ABOUT THIS EXERCISE: In the data below, find the line containing "Where can you see the bus roof"; transcribe it and each line after it exactly, through the last, skipping pictures.

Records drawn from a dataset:
######
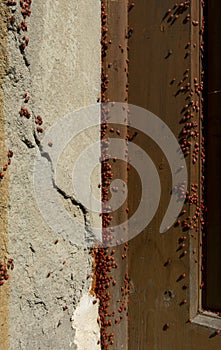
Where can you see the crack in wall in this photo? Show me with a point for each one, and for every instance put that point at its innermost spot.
(89, 233)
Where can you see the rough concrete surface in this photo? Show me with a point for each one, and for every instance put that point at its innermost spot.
(60, 69)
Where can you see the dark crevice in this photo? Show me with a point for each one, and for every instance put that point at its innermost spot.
(90, 235)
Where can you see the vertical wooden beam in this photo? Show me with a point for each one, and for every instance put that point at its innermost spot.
(213, 293)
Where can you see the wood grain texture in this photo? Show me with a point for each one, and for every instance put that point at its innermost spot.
(157, 55)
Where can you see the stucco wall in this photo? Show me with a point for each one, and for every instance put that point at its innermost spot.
(60, 70)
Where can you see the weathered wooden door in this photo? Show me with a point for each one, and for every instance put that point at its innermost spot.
(168, 306)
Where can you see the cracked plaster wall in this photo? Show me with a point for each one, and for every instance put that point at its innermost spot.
(49, 287)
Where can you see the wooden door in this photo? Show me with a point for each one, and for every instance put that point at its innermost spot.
(165, 76)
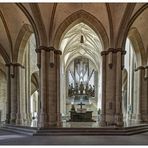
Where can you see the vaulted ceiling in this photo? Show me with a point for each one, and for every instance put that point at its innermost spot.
(19, 20)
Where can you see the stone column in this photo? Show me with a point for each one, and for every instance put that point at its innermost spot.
(119, 115)
(112, 65)
(143, 102)
(49, 93)
(8, 107)
(54, 87)
(14, 96)
(42, 63)
(103, 102)
(58, 53)
(19, 115)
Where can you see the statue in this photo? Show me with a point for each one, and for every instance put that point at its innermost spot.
(93, 91)
(81, 88)
(86, 89)
(70, 90)
(90, 90)
(76, 88)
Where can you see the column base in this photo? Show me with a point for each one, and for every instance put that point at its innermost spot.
(43, 122)
(102, 120)
(19, 119)
(138, 118)
(8, 118)
(144, 117)
(13, 118)
(119, 120)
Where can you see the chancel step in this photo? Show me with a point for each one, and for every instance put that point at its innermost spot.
(32, 131)
(25, 130)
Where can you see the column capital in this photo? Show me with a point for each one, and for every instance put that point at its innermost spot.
(15, 64)
(48, 49)
(113, 50)
(146, 67)
(140, 68)
(38, 50)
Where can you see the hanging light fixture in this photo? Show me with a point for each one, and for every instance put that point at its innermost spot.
(82, 39)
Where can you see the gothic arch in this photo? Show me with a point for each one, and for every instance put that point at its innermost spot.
(34, 27)
(135, 16)
(4, 54)
(85, 17)
(137, 43)
(21, 41)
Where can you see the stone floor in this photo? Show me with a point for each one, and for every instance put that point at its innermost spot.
(7, 138)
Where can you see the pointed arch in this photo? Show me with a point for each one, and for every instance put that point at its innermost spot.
(138, 46)
(21, 41)
(4, 54)
(85, 17)
(135, 16)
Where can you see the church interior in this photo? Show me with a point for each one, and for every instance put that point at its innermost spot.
(74, 68)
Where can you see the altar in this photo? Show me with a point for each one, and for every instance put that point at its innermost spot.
(81, 115)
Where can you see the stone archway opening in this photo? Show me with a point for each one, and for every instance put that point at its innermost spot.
(130, 84)
(80, 72)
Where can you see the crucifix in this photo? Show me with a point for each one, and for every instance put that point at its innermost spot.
(81, 104)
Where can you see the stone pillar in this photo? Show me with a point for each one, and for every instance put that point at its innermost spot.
(49, 69)
(143, 102)
(119, 67)
(14, 107)
(8, 107)
(54, 87)
(103, 105)
(13, 94)
(42, 64)
(112, 65)
(58, 53)
(19, 115)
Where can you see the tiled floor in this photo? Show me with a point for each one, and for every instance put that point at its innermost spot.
(7, 138)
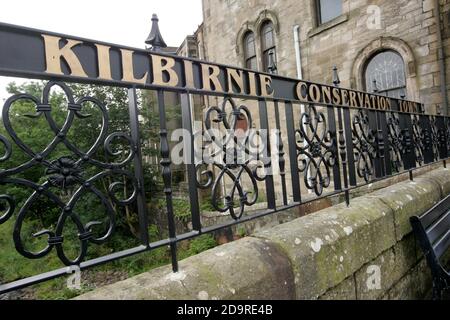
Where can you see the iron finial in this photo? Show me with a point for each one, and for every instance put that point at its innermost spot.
(155, 39)
(272, 68)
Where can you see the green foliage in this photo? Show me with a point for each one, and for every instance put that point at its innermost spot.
(44, 214)
(201, 244)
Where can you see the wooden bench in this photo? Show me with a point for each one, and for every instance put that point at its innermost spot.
(433, 232)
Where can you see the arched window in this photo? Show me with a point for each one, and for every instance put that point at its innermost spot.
(385, 73)
(250, 51)
(268, 48)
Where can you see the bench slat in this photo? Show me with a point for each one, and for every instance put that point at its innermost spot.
(438, 228)
(441, 246)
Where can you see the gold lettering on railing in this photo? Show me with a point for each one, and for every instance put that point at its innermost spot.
(54, 54)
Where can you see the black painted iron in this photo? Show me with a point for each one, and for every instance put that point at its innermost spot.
(330, 147)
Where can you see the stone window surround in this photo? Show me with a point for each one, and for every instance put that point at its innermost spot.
(382, 44)
(255, 27)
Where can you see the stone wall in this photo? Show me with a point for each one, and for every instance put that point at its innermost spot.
(365, 251)
(407, 26)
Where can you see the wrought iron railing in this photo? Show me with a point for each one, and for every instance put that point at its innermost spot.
(326, 140)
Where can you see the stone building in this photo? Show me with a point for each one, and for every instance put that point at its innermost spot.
(395, 43)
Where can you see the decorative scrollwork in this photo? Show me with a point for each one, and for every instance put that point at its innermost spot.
(316, 150)
(63, 173)
(364, 144)
(239, 171)
(418, 140)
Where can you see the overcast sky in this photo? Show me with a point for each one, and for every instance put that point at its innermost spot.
(121, 22)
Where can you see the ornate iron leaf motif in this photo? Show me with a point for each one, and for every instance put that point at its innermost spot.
(364, 145)
(418, 140)
(397, 142)
(316, 150)
(239, 170)
(65, 172)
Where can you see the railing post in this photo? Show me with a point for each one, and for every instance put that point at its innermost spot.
(281, 153)
(292, 145)
(343, 144)
(270, 188)
(138, 170)
(167, 178)
(190, 161)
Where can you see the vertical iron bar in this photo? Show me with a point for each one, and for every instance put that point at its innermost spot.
(384, 135)
(292, 144)
(343, 154)
(167, 177)
(138, 170)
(281, 153)
(409, 157)
(333, 133)
(425, 125)
(264, 124)
(349, 146)
(373, 124)
(191, 165)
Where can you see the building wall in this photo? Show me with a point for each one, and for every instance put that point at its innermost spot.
(407, 26)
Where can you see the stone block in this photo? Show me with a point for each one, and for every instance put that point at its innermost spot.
(327, 247)
(415, 285)
(408, 199)
(344, 291)
(390, 266)
(246, 269)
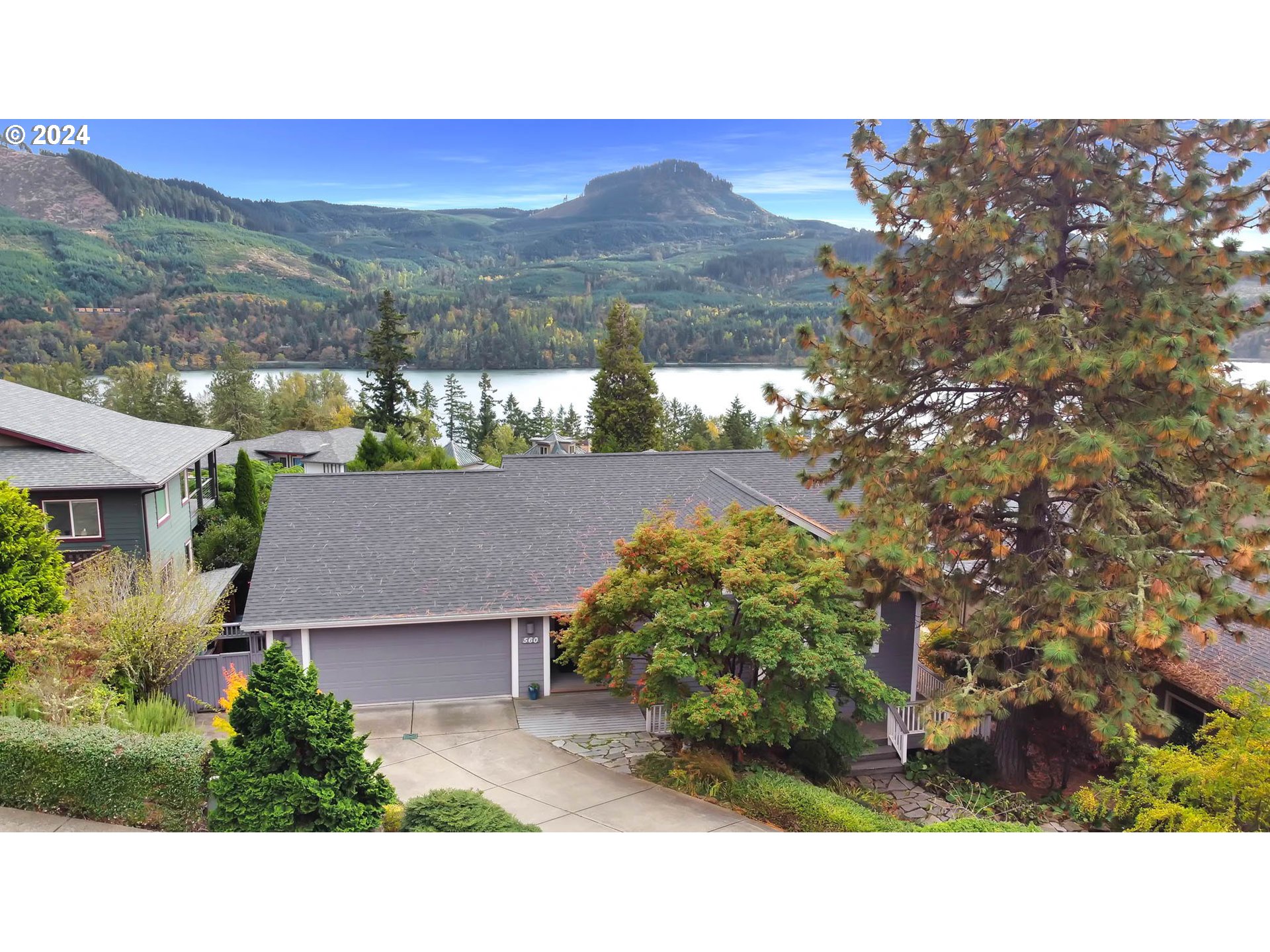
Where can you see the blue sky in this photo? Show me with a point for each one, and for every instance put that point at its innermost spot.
(790, 167)
(793, 168)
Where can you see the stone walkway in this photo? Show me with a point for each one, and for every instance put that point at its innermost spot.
(920, 805)
(616, 752)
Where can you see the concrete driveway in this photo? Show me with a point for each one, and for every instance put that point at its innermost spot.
(476, 746)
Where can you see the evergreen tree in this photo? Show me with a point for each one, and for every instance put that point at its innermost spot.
(540, 420)
(570, 423)
(1031, 390)
(32, 568)
(429, 399)
(624, 408)
(740, 427)
(153, 393)
(516, 418)
(235, 403)
(487, 418)
(247, 496)
(456, 408)
(386, 394)
(371, 455)
(295, 762)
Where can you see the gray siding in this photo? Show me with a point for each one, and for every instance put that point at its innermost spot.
(530, 654)
(121, 518)
(168, 541)
(291, 639)
(894, 659)
(431, 662)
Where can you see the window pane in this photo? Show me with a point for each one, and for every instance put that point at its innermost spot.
(62, 517)
(85, 518)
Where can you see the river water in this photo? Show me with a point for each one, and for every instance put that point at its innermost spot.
(709, 387)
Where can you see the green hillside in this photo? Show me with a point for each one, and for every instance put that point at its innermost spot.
(716, 277)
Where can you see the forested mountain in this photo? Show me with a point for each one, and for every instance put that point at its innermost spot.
(714, 276)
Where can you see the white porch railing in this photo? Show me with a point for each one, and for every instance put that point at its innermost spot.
(906, 721)
(929, 683)
(654, 720)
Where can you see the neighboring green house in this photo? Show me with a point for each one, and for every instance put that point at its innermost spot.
(107, 479)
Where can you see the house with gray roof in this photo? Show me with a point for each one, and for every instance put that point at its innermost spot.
(554, 444)
(107, 479)
(464, 457)
(318, 451)
(444, 584)
(1235, 658)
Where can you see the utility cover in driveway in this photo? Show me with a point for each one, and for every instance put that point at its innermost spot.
(414, 662)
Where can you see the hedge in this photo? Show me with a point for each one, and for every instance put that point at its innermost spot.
(101, 774)
(796, 805)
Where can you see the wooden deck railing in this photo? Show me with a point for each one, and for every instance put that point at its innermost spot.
(929, 683)
(906, 721)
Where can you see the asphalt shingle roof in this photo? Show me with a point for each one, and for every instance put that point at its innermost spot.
(527, 537)
(337, 446)
(108, 448)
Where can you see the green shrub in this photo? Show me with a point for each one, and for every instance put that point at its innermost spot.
(976, 824)
(828, 756)
(393, 816)
(102, 774)
(155, 715)
(1223, 783)
(986, 801)
(459, 811)
(972, 758)
(867, 796)
(796, 805)
(294, 762)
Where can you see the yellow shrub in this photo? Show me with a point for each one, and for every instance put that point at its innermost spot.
(393, 814)
(235, 682)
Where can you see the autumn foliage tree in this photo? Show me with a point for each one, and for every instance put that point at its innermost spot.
(1029, 386)
(748, 608)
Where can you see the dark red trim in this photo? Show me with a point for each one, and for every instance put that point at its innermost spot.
(48, 444)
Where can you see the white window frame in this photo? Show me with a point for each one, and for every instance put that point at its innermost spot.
(70, 516)
(167, 504)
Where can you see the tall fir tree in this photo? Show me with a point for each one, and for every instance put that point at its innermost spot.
(624, 408)
(386, 394)
(516, 418)
(1031, 390)
(456, 409)
(487, 418)
(235, 401)
(247, 495)
(740, 428)
(540, 420)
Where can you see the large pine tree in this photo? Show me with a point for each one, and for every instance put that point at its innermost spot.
(1031, 389)
(386, 394)
(624, 409)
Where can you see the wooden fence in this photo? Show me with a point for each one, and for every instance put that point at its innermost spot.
(200, 686)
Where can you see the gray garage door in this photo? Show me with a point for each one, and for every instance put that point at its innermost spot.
(414, 662)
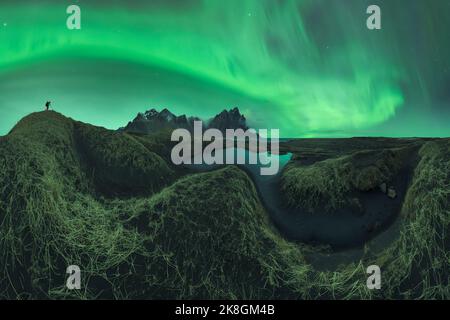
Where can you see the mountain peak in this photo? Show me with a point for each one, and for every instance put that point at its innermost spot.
(153, 120)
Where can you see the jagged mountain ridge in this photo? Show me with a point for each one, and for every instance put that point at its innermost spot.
(153, 120)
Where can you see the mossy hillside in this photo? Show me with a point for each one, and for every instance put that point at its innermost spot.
(413, 266)
(205, 236)
(210, 238)
(336, 181)
(187, 247)
(119, 163)
(47, 208)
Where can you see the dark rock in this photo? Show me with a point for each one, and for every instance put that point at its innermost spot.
(153, 121)
(392, 193)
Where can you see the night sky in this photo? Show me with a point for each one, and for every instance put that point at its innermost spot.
(309, 67)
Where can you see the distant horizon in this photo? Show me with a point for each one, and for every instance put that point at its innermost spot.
(308, 68)
(2, 134)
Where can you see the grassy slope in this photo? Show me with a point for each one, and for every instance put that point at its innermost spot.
(333, 181)
(204, 236)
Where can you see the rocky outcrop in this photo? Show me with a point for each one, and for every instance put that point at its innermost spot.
(153, 121)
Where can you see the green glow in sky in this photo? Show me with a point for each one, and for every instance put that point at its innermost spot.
(310, 68)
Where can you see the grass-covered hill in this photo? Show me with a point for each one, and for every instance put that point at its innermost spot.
(111, 203)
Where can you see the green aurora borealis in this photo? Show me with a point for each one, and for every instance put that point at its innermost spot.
(308, 67)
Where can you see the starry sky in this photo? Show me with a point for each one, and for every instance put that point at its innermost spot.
(310, 68)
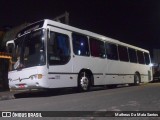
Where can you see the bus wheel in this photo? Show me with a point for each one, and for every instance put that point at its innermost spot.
(83, 82)
(136, 79)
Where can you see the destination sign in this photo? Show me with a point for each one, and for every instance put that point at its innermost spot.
(30, 28)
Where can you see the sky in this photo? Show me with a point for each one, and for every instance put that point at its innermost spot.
(136, 22)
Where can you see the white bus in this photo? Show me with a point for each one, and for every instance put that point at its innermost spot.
(49, 54)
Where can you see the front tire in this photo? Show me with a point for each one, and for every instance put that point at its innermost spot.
(83, 82)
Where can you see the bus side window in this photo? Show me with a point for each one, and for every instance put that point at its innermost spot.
(111, 51)
(147, 59)
(132, 55)
(123, 53)
(80, 45)
(140, 57)
(97, 48)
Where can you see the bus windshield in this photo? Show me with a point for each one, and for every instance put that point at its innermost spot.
(29, 50)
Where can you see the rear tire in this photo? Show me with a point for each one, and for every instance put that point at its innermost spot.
(84, 82)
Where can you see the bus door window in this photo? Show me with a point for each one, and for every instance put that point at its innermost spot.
(58, 49)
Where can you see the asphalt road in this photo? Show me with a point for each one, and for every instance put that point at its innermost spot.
(145, 97)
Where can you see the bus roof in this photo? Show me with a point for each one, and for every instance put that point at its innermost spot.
(48, 22)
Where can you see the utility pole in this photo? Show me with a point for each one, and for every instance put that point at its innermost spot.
(65, 16)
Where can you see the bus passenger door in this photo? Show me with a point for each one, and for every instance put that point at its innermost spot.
(59, 59)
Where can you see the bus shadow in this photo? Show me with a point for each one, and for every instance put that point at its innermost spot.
(58, 92)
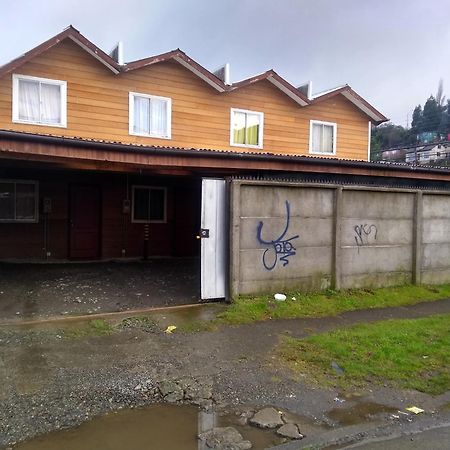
######
RESULT:
Where can you see the bus roof in this photo? Show me with a point for each one, and for every instance put that point at its innermost spot.
(48, 22)
Where can you see the utility pole in this photo? Show me with a point for each one, and for every instance put that point at its innermost spot.
(65, 16)
Where can you see the bus passenger door in this photo? Show me with a point for each one, and for every instance put that point at its innermost spot.
(59, 59)
Where can you see the bus shadow in this photo? Show me with a point for each one, and for every instance put that point at its innermost spot.
(58, 92)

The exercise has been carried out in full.